### DATA SUPPLIED:
-*-*-
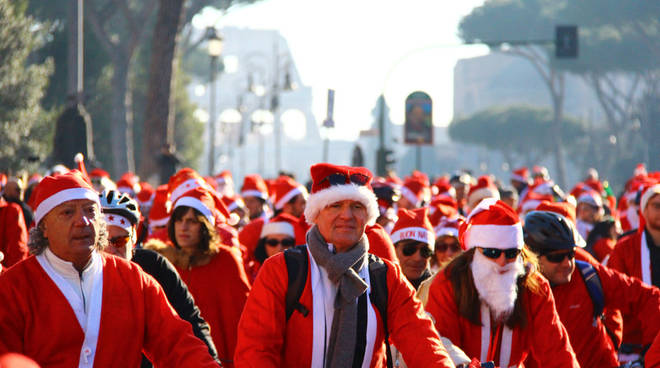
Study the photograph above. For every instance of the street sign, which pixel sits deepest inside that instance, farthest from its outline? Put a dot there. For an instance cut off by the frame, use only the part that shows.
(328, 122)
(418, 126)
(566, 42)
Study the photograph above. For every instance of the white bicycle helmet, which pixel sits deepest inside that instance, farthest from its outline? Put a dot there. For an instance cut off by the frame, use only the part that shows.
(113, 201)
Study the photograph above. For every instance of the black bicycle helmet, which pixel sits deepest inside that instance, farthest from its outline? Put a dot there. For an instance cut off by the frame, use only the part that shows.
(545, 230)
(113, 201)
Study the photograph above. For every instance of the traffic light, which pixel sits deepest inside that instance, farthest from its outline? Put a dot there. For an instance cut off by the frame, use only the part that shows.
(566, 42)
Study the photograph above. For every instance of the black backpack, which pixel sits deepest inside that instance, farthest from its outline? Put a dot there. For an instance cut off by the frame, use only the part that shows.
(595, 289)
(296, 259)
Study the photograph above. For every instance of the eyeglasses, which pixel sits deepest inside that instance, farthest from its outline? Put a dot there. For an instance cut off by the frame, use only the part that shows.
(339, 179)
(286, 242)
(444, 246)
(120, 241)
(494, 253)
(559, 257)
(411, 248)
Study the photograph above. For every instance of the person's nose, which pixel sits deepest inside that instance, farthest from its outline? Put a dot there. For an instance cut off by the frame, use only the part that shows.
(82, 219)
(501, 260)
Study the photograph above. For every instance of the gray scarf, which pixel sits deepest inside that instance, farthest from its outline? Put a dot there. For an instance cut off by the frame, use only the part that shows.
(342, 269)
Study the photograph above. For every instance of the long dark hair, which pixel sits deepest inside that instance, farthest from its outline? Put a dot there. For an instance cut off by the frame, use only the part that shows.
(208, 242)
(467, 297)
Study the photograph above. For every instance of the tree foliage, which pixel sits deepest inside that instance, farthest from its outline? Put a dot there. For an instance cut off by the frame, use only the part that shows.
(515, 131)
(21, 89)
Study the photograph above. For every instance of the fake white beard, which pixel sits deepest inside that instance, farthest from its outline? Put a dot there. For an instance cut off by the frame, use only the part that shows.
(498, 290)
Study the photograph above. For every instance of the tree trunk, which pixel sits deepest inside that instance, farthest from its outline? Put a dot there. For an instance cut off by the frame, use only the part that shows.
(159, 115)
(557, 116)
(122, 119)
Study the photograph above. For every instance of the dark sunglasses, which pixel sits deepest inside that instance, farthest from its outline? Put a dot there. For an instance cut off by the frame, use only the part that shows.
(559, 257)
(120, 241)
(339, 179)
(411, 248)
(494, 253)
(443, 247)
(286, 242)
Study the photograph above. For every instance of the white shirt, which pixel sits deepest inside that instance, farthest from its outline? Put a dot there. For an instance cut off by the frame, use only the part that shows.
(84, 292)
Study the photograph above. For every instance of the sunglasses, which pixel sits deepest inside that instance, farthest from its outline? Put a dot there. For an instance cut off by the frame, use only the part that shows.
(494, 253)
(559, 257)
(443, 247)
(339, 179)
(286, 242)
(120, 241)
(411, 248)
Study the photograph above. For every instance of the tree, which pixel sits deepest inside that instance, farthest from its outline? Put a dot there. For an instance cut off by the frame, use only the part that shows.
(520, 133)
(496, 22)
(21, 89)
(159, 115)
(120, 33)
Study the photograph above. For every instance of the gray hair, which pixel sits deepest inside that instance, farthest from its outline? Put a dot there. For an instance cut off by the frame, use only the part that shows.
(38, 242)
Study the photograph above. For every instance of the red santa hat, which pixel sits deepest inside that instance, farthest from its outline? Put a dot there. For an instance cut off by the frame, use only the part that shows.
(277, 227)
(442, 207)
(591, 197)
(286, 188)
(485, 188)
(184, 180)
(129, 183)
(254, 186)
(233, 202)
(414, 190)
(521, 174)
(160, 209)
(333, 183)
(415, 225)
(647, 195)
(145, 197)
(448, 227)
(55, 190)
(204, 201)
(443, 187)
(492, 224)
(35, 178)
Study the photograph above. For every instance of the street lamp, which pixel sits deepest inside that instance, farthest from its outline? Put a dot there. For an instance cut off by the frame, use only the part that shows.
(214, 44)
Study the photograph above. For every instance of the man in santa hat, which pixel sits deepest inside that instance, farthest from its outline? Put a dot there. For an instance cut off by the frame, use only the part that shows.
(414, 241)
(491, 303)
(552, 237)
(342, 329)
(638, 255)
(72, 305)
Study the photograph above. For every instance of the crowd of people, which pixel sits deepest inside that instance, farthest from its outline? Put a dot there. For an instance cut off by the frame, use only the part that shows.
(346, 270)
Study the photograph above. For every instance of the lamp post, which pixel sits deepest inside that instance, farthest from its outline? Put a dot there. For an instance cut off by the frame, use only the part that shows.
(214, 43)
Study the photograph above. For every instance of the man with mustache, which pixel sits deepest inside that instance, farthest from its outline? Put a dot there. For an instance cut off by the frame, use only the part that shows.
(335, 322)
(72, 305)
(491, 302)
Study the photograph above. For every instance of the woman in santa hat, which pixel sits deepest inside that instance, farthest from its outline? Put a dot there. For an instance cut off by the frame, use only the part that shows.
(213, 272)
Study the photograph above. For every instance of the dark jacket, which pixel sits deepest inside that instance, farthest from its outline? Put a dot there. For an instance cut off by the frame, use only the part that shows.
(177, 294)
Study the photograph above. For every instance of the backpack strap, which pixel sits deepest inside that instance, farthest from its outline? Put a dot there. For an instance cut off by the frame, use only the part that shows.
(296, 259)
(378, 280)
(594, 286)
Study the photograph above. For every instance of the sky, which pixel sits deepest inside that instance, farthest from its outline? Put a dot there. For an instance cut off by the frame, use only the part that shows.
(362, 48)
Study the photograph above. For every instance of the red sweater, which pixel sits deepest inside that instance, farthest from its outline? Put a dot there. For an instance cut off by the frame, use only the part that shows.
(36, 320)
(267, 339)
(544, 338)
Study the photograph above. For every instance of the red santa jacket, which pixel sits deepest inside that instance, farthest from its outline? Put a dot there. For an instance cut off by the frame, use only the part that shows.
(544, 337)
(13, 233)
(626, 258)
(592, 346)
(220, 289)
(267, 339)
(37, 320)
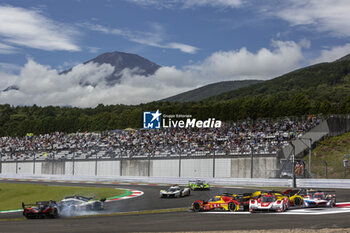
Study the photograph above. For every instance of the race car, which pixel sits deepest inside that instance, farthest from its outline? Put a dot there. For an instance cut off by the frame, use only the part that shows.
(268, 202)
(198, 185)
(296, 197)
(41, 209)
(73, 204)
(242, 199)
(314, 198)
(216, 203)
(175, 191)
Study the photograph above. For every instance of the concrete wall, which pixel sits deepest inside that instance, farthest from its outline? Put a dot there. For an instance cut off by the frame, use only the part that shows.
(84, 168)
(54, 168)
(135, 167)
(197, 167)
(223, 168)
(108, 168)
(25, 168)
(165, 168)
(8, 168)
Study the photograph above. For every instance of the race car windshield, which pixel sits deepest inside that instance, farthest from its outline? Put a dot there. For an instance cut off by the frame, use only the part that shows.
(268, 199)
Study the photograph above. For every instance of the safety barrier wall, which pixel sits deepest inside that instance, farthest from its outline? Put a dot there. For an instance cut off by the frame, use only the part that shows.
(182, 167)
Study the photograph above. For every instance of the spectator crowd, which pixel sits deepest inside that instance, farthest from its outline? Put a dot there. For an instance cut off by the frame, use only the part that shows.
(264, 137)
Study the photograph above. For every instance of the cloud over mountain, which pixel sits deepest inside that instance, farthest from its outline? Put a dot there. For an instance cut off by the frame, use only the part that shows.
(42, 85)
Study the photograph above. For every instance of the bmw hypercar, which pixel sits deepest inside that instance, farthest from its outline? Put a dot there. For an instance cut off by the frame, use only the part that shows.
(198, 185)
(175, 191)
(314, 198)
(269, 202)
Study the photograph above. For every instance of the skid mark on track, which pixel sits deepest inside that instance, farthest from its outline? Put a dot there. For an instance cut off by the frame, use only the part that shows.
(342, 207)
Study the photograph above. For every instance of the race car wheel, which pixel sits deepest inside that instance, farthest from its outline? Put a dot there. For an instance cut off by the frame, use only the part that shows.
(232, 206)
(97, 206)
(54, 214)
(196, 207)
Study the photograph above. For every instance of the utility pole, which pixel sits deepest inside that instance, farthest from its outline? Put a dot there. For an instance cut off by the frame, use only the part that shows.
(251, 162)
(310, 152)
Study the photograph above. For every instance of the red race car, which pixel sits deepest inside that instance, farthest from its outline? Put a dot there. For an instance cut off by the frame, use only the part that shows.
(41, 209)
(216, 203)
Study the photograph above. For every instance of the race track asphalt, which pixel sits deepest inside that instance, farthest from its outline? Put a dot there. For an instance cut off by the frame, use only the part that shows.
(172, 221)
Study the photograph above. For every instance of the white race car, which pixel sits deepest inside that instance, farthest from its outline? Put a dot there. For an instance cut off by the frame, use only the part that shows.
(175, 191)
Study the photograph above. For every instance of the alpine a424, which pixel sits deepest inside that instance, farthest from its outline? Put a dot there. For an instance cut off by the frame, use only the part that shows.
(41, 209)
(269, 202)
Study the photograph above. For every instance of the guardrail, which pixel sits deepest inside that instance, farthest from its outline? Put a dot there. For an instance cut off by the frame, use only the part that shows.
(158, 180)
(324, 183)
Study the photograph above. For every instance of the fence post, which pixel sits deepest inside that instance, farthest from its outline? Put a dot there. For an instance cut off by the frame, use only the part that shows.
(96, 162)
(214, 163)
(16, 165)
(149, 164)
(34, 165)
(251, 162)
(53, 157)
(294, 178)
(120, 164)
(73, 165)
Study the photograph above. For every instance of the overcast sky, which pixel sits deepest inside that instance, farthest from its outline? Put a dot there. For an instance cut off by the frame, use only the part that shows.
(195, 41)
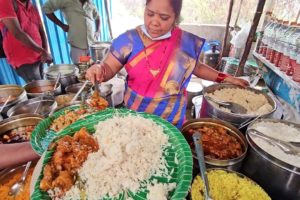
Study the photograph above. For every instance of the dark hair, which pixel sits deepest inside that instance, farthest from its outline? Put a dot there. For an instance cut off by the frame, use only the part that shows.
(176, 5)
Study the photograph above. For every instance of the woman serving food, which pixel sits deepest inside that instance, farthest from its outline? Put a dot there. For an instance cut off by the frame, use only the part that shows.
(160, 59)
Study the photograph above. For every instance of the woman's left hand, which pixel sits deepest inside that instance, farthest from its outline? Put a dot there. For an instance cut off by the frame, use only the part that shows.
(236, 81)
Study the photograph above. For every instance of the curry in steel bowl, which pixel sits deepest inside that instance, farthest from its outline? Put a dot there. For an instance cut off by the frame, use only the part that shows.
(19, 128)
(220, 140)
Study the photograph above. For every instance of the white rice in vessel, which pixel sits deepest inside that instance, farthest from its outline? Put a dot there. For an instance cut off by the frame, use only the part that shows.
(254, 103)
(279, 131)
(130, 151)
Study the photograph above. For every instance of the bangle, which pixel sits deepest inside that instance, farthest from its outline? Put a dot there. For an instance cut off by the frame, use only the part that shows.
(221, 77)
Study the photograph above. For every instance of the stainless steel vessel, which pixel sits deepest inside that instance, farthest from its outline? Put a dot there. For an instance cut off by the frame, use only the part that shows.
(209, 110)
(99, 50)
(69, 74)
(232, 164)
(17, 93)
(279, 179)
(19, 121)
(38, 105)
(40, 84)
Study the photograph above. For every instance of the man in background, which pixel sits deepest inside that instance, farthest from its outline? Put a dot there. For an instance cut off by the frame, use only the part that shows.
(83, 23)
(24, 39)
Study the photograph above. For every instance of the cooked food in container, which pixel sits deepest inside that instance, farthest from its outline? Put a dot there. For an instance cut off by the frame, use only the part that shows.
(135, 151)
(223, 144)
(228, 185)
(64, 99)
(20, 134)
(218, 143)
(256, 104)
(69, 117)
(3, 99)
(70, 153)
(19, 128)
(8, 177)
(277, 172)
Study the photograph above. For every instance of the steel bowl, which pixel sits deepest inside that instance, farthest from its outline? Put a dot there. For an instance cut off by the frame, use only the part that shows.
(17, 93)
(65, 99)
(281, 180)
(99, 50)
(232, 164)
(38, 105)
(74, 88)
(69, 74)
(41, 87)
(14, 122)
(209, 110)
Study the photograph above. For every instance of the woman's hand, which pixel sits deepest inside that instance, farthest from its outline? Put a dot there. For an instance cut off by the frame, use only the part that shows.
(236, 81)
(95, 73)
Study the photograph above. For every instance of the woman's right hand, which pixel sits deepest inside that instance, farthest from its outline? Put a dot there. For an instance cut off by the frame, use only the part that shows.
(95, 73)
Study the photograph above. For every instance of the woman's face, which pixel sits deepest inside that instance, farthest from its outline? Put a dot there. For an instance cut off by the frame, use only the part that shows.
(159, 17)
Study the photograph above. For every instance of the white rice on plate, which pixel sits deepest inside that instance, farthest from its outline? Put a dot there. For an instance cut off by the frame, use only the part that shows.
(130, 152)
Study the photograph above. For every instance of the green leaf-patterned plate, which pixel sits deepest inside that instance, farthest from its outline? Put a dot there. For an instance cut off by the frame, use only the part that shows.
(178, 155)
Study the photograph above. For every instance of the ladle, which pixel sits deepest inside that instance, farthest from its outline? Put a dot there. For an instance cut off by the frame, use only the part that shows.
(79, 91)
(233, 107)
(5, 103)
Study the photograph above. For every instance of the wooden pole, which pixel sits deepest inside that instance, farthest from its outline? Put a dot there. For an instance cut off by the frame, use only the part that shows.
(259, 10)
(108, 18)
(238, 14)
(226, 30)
-*-*-
### WHAT IS NEEDED:
Retype the material without changes, from the line containing "Study the photograph above. For every instance of the wooden" through the end of the material.

### EXPECTED ANSWER:
Study the photograph above. For every instance of the wooden pole, which pixel sits deepest inside that instance, farthest from its outline? Put a dot there. For an instance cut off by the frame, use only the part that shows.
(259, 10)
(108, 18)
(238, 14)
(226, 30)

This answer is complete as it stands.